Data to use Block Start
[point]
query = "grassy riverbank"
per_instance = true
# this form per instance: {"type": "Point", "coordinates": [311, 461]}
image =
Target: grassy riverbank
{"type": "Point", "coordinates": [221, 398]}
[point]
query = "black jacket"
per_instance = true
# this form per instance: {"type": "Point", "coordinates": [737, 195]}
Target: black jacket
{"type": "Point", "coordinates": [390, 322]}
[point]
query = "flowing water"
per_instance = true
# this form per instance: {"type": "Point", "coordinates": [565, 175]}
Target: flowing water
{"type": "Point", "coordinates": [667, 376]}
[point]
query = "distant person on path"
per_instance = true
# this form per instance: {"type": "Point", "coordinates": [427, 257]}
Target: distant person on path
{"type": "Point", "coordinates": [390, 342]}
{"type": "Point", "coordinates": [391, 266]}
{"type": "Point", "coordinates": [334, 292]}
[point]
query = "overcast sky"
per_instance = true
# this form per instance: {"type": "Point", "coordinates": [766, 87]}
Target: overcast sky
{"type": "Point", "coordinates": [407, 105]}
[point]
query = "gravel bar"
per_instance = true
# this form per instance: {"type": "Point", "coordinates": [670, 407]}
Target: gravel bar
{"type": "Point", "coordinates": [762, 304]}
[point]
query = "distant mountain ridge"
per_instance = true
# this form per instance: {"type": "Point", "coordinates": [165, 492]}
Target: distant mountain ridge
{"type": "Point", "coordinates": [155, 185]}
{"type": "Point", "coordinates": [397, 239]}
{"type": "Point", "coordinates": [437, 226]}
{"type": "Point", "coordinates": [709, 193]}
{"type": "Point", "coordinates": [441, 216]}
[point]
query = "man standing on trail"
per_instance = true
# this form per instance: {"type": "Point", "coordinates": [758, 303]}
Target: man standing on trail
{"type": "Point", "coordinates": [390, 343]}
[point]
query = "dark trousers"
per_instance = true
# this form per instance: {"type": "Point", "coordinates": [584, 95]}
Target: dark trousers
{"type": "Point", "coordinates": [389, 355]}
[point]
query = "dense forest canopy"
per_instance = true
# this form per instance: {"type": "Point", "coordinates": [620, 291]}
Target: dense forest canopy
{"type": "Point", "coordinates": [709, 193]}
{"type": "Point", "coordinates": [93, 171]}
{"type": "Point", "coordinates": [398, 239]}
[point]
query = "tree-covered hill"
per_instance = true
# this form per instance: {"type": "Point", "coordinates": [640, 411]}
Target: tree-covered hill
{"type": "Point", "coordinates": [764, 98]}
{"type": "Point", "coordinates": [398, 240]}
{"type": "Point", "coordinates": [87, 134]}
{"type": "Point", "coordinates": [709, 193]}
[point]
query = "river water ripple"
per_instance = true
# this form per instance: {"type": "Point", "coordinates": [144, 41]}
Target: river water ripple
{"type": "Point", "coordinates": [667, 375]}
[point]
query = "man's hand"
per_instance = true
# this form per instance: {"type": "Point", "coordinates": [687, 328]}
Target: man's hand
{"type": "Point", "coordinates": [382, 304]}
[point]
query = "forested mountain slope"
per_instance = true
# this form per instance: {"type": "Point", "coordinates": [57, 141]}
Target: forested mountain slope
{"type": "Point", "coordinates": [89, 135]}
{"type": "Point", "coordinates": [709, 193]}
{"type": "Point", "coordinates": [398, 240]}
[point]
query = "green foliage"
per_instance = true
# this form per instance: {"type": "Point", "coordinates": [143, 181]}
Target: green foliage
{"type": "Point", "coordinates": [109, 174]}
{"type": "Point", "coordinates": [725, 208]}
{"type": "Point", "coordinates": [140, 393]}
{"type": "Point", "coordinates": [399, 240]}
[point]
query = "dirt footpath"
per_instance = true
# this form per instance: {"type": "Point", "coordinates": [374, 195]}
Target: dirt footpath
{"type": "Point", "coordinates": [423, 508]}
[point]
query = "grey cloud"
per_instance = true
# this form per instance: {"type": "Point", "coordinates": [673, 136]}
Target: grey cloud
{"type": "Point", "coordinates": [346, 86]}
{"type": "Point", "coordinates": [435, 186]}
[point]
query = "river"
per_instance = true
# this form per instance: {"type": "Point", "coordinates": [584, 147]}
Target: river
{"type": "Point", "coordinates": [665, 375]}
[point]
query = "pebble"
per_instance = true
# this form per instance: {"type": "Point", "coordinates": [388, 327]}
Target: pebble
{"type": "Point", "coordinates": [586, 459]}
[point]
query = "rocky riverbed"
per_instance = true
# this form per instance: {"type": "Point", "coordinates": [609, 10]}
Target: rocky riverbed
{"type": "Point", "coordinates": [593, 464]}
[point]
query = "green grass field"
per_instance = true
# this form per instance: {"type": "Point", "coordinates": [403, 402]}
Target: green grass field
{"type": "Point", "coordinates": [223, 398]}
Data to use Block End
* **Task directions**:
Set the entries above down once more, exactly as they stand.

* **Exercise output**:
[point]
query = "grassy riverbank"
per_instance = true
# this form per instance: {"type": "Point", "coordinates": [311, 461]}
image =
Target: grassy riverbank
{"type": "Point", "coordinates": [221, 398]}
[point]
query = "black jacket"
per_instance = true
# this form per instance: {"type": "Point", "coordinates": [737, 195]}
Target: black jacket
{"type": "Point", "coordinates": [390, 322]}
[point]
query = "flowing water"
per_instance = true
# this form per instance: {"type": "Point", "coordinates": [565, 175]}
Target: flowing water
{"type": "Point", "coordinates": [667, 376]}
[point]
query = "distant person on path"
per_instance = true
# this form per instance: {"type": "Point", "coordinates": [427, 257]}
Target: distant person on path
{"type": "Point", "coordinates": [390, 342]}
{"type": "Point", "coordinates": [391, 266]}
{"type": "Point", "coordinates": [334, 292]}
[point]
query = "overcast sky"
per_instance = true
# this form per instance: {"type": "Point", "coordinates": [766, 87]}
Target: overcast sky
{"type": "Point", "coordinates": [407, 105]}
[point]
query = "gravel bar"
per_instance = true
# this form per instance: {"type": "Point", "coordinates": [670, 407]}
Target: gravel bar
{"type": "Point", "coordinates": [762, 304]}
[point]
query = "distant mountain ridge"
per_instance = true
# this form per instance: {"type": "Point", "coordinates": [165, 492]}
Target: distant mountain ridge
{"type": "Point", "coordinates": [155, 185]}
{"type": "Point", "coordinates": [397, 239]}
{"type": "Point", "coordinates": [437, 226]}
{"type": "Point", "coordinates": [709, 193]}
{"type": "Point", "coordinates": [441, 216]}
[point]
query = "man standing on trail"
per_instance = true
# this form per instance: {"type": "Point", "coordinates": [758, 303]}
Target: man standing on trail
{"type": "Point", "coordinates": [390, 343]}
[point]
query = "dark trousers"
per_instance = true
# this form per instance: {"type": "Point", "coordinates": [584, 95]}
Target: dark trousers
{"type": "Point", "coordinates": [389, 355]}
[point]
query = "dense forest canopy"
per_instance = true
# this form per instance: {"type": "Point", "coordinates": [620, 291]}
Target: dense forest canopy
{"type": "Point", "coordinates": [709, 193]}
{"type": "Point", "coordinates": [93, 171]}
{"type": "Point", "coordinates": [398, 239]}
[point]
query = "tree-covered hill"
per_instance = true
# this form per instance: {"type": "Point", "coordinates": [640, 411]}
Target: tree-covered hill
{"type": "Point", "coordinates": [764, 98]}
{"type": "Point", "coordinates": [398, 240]}
{"type": "Point", "coordinates": [87, 134]}
{"type": "Point", "coordinates": [709, 193]}
[point]
query = "river water ripple"
per_instance = true
# this form per instance: {"type": "Point", "coordinates": [144, 41]}
Target: river water ripple
{"type": "Point", "coordinates": [667, 375]}
[point]
query = "man's hand"
per_instance = true
# this form per instance: {"type": "Point", "coordinates": [687, 328]}
Target: man's hand
{"type": "Point", "coordinates": [382, 304]}
[point]
query = "forested mountain slope"
per_instance = true
# this form per instance: {"type": "Point", "coordinates": [57, 141]}
Target: forested mountain slope
{"type": "Point", "coordinates": [89, 135]}
{"type": "Point", "coordinates": [709, 193]}
{"type": "Point", "coordinates": [398, 240]}
[point]
query = "green foliage"
per_instance = true
# this form per instance: {"type": "Point", "coordinates": [143, 181]}
Target: green foliage
{"type": "Point", "coordinates": [109, 174]}
{"type": "Point", "coordinates": [725, 208]}
{"type": "Point", "coordinates": [140, 393]}
{"type": "Point", "coordinates": [399, 240]}
[point]
query = "dirt footpath"
per_instance = true
# this form per instance: {"type": "Point", "coordinates": [374, 195]}
Target: dirt footpath
{"type": "Point", "coordinates": [423, 508]}
[point]
query = "grey cloud"
per_instance = true
# this form per instance: {"type": "Point", "coordinates": [673, 136]}
Target: grey cloud
{"type": "Point", "coordinates": [346, 86]}
{"type": "Point", "coordinates": [435, 186]}
[point]
query = "river"
per_instance = true
# this form per instance: {"type": "Point", "coordinates": [584, 147]}
Target: river
{"type": "Point", "coordinates": [665, 375]}
[point]
query = "pebble"
per_instance = true
# this form per instance: {"type": "Point", "coordinates": [388, 327]}
Target: pebble
{"type": "Point", "coordinates": [586, 459]}
[point]
query = "rocky riverbed"
per_instance = true
# this form per instance: {"type": "Point", "coordinates": [609, 10]}
Target: rocky riverbed
{"type": "Point", "coordinates": [593, 464]}
[point]
query = "green grass field"
per_instance = true
# this form per instance: {"type": "Point", "coordinates": [403, 402]}
Target: green grass field
{"type": "Point", "coordinates": [223, 398]}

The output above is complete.